[STATED PROBLEM]: Rewrite every one of the rows below as a numbered list with one line per item. Omit any blank lines.

===== DATA EXTRACT =====

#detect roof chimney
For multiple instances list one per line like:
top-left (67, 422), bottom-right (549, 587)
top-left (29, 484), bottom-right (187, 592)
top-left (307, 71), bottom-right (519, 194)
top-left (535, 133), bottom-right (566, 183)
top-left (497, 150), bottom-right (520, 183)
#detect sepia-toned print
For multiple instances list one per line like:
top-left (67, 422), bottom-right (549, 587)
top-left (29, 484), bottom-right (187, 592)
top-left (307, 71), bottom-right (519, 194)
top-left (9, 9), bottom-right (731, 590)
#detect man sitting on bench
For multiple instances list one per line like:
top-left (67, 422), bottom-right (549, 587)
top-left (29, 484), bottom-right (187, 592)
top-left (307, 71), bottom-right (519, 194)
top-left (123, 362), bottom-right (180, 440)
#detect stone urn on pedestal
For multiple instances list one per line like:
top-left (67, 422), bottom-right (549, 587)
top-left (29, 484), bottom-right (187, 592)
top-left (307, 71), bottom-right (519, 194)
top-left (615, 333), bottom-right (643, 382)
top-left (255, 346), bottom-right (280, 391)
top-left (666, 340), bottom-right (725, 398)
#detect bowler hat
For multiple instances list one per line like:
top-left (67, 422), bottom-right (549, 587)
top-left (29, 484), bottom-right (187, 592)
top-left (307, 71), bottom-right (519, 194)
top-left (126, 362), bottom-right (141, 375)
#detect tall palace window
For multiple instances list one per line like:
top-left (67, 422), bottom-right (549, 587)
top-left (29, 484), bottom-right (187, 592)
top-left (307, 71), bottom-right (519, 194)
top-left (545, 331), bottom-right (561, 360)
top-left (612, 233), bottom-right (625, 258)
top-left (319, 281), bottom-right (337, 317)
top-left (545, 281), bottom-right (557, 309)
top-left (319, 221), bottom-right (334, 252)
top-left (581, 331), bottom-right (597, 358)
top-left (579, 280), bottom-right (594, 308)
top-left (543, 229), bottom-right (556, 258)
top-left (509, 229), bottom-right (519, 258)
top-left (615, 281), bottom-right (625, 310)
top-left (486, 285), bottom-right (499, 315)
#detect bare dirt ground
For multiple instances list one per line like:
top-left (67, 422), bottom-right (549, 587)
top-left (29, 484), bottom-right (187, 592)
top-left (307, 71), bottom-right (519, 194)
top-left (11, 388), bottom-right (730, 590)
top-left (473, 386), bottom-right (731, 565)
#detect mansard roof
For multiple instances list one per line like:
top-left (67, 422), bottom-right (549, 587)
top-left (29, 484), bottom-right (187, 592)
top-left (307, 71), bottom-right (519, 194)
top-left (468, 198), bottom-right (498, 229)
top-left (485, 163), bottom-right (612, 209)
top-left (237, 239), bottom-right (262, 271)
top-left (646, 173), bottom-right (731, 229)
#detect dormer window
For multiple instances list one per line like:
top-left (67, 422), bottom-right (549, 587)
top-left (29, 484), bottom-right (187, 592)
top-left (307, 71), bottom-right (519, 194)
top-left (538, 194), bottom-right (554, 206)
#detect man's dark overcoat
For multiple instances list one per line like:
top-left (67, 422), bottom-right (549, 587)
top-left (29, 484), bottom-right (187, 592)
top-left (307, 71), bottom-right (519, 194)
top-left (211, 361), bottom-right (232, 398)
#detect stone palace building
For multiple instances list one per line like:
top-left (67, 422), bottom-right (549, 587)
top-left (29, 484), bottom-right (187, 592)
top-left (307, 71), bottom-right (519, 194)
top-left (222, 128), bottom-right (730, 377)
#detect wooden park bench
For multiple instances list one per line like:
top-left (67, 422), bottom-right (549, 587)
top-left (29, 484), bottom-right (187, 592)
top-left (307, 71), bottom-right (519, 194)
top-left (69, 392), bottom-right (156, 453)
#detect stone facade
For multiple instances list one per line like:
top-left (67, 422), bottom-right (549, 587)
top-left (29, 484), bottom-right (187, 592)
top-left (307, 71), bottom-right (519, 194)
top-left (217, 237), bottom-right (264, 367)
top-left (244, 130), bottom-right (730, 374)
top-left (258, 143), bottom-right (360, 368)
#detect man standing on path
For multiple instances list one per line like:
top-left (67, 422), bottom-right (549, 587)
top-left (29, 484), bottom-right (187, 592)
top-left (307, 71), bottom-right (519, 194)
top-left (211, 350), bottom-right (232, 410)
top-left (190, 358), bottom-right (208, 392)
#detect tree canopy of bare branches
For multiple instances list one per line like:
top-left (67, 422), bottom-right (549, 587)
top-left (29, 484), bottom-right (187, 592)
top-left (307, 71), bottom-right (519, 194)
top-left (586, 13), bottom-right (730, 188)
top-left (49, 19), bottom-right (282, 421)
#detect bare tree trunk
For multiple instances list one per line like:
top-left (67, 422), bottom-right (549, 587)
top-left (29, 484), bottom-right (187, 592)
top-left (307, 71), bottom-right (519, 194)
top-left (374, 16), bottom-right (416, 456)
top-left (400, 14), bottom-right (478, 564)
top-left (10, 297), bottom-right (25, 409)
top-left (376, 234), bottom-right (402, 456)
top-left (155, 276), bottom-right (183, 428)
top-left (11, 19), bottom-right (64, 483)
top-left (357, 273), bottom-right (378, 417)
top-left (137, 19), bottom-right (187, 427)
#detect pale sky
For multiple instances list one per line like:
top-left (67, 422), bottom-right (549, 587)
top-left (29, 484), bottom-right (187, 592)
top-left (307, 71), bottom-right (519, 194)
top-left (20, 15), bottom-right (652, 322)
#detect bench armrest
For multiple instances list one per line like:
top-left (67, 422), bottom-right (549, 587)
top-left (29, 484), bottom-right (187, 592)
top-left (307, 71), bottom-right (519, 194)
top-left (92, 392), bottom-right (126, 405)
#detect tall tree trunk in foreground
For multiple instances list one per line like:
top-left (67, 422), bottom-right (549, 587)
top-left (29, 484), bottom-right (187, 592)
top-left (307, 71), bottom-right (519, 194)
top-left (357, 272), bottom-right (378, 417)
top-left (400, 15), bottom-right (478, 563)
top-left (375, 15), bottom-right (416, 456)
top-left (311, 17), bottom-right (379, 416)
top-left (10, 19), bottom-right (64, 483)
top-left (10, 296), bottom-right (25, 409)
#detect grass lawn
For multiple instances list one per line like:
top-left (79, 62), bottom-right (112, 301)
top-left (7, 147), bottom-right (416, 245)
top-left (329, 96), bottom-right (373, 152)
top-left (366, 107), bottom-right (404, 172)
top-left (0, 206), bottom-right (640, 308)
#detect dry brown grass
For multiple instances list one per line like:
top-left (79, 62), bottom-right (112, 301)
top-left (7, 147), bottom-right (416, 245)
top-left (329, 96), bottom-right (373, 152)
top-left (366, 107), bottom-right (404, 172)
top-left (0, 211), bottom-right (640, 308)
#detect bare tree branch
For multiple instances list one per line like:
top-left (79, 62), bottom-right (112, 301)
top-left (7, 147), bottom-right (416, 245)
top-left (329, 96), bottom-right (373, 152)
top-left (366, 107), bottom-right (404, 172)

=====

[RESPONSE]:
1. #detect roof chimney
2. For multiple instances list one per line like:
3. top-left (67, 422), bottom-right (549, 587)
4. top-left (29, 484), bottom-right (187, 592)
5. top-left (307, 71), bottom-right (519, 194)
6. top-left (535, 133), bottom-right (566, 183)
7. top-left (497, 150), bottom-right (520, 183)
8. #detect sepia-toned print
9. For multiple instances list one per line like:
10. top-left (67, 422), bottom-right (549, 587)
11. top-left (29, 484), bottom-right (187, 592)
12. top-left (307, 71), bottom-right (519, 194)
13. top-left (9, 9), bottom-right (731, 590)
14. #detect man sitting on bench
15. For multiple instances list one per line like:
16. top-left (67, 422), bottom-right (549, 587)
17. top-left (29, 484), bottom-right (187, 592)
18. top-left (307, 71), bottom-right (519, 194)
19. top-left (123, 362), bottom-right (180, 440)
20. #detect stone urn on pedestal
21. For multiple instances list one per line like:
22. top-left (67, 422), bottom-right (549, 587)
23. top-left (29, 484), bottom-right (187, 592)
24. top-left (307, 71), bottom-right (519, 194)
25. top-left (615, 333), bottom-right (643, 382)
26. top-left (255, 346), bottom-right (280, 391)
27. top-left (666, 340), bottom-right (725, 398)
28. #detect bowler hat
29. For multiple instances list one per line like:
30. top-left (67, 422), bottom-right (549, 587)
31. top-left (29, 484), bottom-right (187, 592)
32. top-left (307, 71), bottom-right (519, 194)
33. top-left (126, 362), bottom-right (141, 375)
34. #detect tall palace window
35. For multiple instances list one per line like:
36. top-left (67, 422), bottom-right (549, 587)
37. top-left (29, 484), bottom-right (187, 592)
38. top-left (307, 71), bottom-right (519, 194)
39. top-left (545, 331), bottom-right (561, 360)
40. top-left (612, 233), bottom-right (625, 258)
41. top-left (319, 281), bottom-right (337, 317)
42. top-left (545, 281), bottom-right (557, 309)
43. top-left (319, 221), bottom-right (334, 252)
44. top-left (581, 331), bottom-right (597, 358)
45. top-left (579, 280), bottom-right (594, 308)
46. top-left (543, 229), bottom-right (556, 258)
47. top-left (509, 229), bottom-right (519, 258)
48. top-left (615, 281), bottom-right (625, 310)
49. top-left (486, 285), bottom-right (499, 315)
50. #detect bare dirt ground
51. For multiple instances list one per line like:
52. top-left (67, 422), bottom-right (549, 587)
53. top-left (29, 484), bottom-right (187, 592)
54. top-left (307, 71), bottom-right (519, 194)
55. top-left (11, 388), bottom-right (730, 590)
56. top-left (473, 386), bottom-right (731, 565)
57. #detect mansard roof
58. For multiple instances list one per line like:
59. top-left (67, 422), bottom-right (549, 587)
60. top-left (29, 484), bottom-right (187, 592)
61. top-left (307, 71), bottom-right (519, 194)
62. top-left (468, 198), bottom-right (498, 229)
63. top-left (485, 163), bottom-right (612, 209)
64. top-left (237, 239), bottom-right (262, 271)
65. top-left (646, 173), bottom-right (731, 229)
66. #detect dormer window
67. For multiple instances list one per line like:
68. top-left (67, 422), bottom-right (549, 587)
69. top-left (29, 484), bottom-right (187, 592)
70. top-left (307, 71), bottom-right (519, 194)
71. top-left (538, 194), bottom-right (554, 206)
72. #detect man's dark overcoat
73. For multiple instances list one per line like:
74. top-left (67, 422), bottom-right (549, 587)
75. top-left (29, 484), bottom-right (187, 592)
76. top-left (307, 71), bottom-right (519, 194)
77. top-left (211, 361), bottom-right (232, 398)
78. #detect stone palace building
79. For multiple instances list one per line like:
80. top-left (67, 422), bottom-right (549, 587)
81. top-left (29, 484), bottom-right (187, 592)
82. top-left (307, 71), bottom-right (519, 194)
83. top-left (222, 128), bottom-right (730, 377)
84. #detect wooden park bench
85. For multiple instances list one per line like:
86. top-left (67, 422), bottom-right (549, 587)
87. top-left (29, 484), bottom-right (187, 592)
88. top-left (307, 71), bottom-right (519, 194)
89. top-left (69, 392), bottom-right (156, 453)
90. #detect stone facade
91. For multiple instances list one per line like:
92. top-left (67, 422), bottom-right (549, 587)
93. top-left (29, 484), bottom-right (187, 592)
94. top-left (307, 71), bottom-right (519, 194)
95. top-left (217, 237), bottom-right (264, 367)
96. top-left (244, 130), bottom-right (730, 374)
97. top-left (258, 143), bottom-right (360, 368)
98. #detect man standing on path
99. For multiple instances list one per line like:
100. top-left (67, 422), bottom-right (549, 587)
101. top-left (29, 484), bottom-right (187, 592)
102. top-left (307, 71), bottom-right (519, 194)
103. top-left (211, 350), bottom-right (232, 410)
104. top-left (190, 358), bottom-right (208, 392)
105. #detect tree canopy of bare branches
106. For multiple instances list one per line like:
107. top-left (67, 422), bottom-right (549, 587)
108. top-left (29, 484), bottom-right (187, 592)
109. top-left (307, 71), bottom-right (519, 194)
110. top-left (586, 13), bottom-right (730, 188)
111. top-left (49, 19), bottom-right (282, 421)
112. #detect bare tree trunk
113. For multiple instances list one per line like:
114. top-left (67, 422), bottom-right (549, 587)
115. top-left (29, 484), bottom-right (187, 592)
116. top-left (307, 71), bottom-right (519, 194)
117. top-left (374, 16), bottom-right (416, 456)
118. top-left (400, 14), bottom-right (478, 564)
119. top-left (10, 297), bottom-right (25, 409)
120. top-left (376, 234), bottom-right (402, 456)
121. top-left (155, 276), bottom-right (183, 428)
122. top-left (11, 19), bottom-right (64, 483)
123. top-left (357, 273), bottom-right (378, 417)
124. top-left (137, 19), bottom-right (187, 427)
125. #detect pale sky
126. For multiple instances list one per line like:
127. top-left (67, 422), bottom-right (549, 587)
128. top-left (29, 484), bottom-right (187, 592)
129. top-left (307, 71), bottom-right (519, 194)
130. top-left (20, 15), bottom-right (652, 322)
131. #detect bench armrest
132. For multiple instances list one per line like:
133. top-left (67, 422), bottom-right (549, 587)
134. top-left (29, 484), bottom-right (187, 592)
135. top-left (307, 71), bottom-right (519, 194)
136. top-left (92, 392), bottom-right (126, 405)
137. #detect tall tree trunk in foreground
138. For multiple instances list one per line like:
139. top-left (67, 422), bottom-right (549, 587)
140. top-left (29, 484), bottom-right (187, 592)
141. top-left (307, 71), bottom-right (519, 194)
142. top-left (357, 272), bottom-right (378, 417)
143. top-left (400, 15), bottom-right (478, 563)
144. top-left (375, 15), bottom-right (416, 456)
145. top-left (311, 17), bottom-right (379, 416)
146. top-left (10, 19), bottom-right (64, 483)
147. top-left (10, 296), bottom-right (25, 409)
148. #detect grass lawn
149. For multiple instances list one per line like:
150. top-left (79, 62), bottom-right (112, 301)
151. top-left (7, 147), bottom-right (416, 245)
152. top-left (329, 96), bottom-right (373, 152)
153. top-left (366, 107), bottom-right (404, 172)
154. top-left (0, 206), bottom-right (640, 308)
155. #detect dry brown grass
156. For multiple instances list one per line like:
157. top-left (79, 62), bottom-right (112, 301)
158. top-left (7, 147), bottom-right (416, 245)
159. top-left (329, 96), bottom-right (373, 152)
160. top-left (366, 107), bottom-right (404, 172)
161. top-left (0, 211), bottom-right (640, 308)
162. #detect bare tree branch
163. For multiple instances list one per line like:
164. top-left (79, 62), bottom-right (112, 301)
165. top-left (7, 147), bottom-right (416, 245)
166. top-left (329, 96), bottom-right (373, 152)
167. top-left (366, 107), bottom-right (404, 172)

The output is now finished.